[Linhas de um conjunto de dados de apontamento]
◇ ◇ ◇ ◇ ◇

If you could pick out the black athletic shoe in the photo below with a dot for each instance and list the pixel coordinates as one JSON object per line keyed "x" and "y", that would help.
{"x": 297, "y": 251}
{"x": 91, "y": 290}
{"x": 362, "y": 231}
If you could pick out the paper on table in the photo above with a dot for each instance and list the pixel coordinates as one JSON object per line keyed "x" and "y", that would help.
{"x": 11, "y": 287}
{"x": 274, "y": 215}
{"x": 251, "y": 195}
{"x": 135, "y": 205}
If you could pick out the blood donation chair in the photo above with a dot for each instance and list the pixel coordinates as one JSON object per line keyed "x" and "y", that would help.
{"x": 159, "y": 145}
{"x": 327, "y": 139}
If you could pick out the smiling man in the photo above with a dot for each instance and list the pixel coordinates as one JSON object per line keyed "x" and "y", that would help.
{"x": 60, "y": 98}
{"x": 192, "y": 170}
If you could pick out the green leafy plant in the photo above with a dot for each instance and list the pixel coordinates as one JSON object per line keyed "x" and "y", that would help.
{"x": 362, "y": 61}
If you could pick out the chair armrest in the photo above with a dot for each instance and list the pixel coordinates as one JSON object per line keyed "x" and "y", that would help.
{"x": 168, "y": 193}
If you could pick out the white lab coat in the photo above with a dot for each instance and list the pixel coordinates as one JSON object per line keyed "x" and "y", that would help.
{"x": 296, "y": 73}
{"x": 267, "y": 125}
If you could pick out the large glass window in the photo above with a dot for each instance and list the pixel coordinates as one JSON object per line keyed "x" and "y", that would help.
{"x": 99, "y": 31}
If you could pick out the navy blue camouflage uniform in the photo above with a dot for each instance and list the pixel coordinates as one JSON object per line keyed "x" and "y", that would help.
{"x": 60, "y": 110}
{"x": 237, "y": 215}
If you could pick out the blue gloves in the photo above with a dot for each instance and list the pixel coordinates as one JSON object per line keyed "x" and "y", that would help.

◇ ◇ ◇ ◇ ◇

- [Exercício proposto]: Reescreva por inteiro o trecho que vai da linha que contém "If you could pick out the blood" até a última linha, ambas incluídas. Altere cada valor de x e de y em -107.

- [Resultado da tarefa]:
If you could pick out the blood donation chair in the photo above with a dot for each instance and list the pixel coordinates as one JSON object per line keyed "x" and "y", that would help.
{"x": 52, "y": 38}
{"x": 220, "y": 32}
If you could pick out the smiling man in the photo above with a dot for each instance and list the pixel coordinates as one JSON object per line keyed "x" and "y", that would help.
{"x": -47, "y": -9}
{"x": 85, "y": 63}
If you could pick out the green leafy plant in the photo above with a dot for each instance and list the pixel coordinates as one JSON object per line keyed "x" and "y", that would help.
{"x": 255, "y": -46}
If you could pick out the chair armrest in the photo above with a dot for each instance and list the pixel coordinates as one JSON object per line keyed "x" and "y", that would help.
{"x": 61, "y": 86}
If you could pick out the white lab coat in the photo above with a dot for each instance and list the pixel coordinates as one JSON object per line keyed "x" and "y", that would help.
{"x": 189, "y": -34}
{"x": 160, "y": 18}
If you could pick out the large glass window in the photo above with a dot for each instance and list the pixel coordinates as one JSON object per line keyed "x" and "y", that would help.
{"x": -8, "y": -76}
If you could pick out the navy blue camouflage uniform in the photo above with a dot for each instance and list the pixel coordinates as one JSON object per line keyed "x" and "y", that would help.
{"x": -47, "y": 3}
{"x": 130, "y": 108}
If you could pick out the blue gloves in the photo above with a dot for each instance and list the pixel coordinates as one JSON object per line keyed "x" and "y", that would help.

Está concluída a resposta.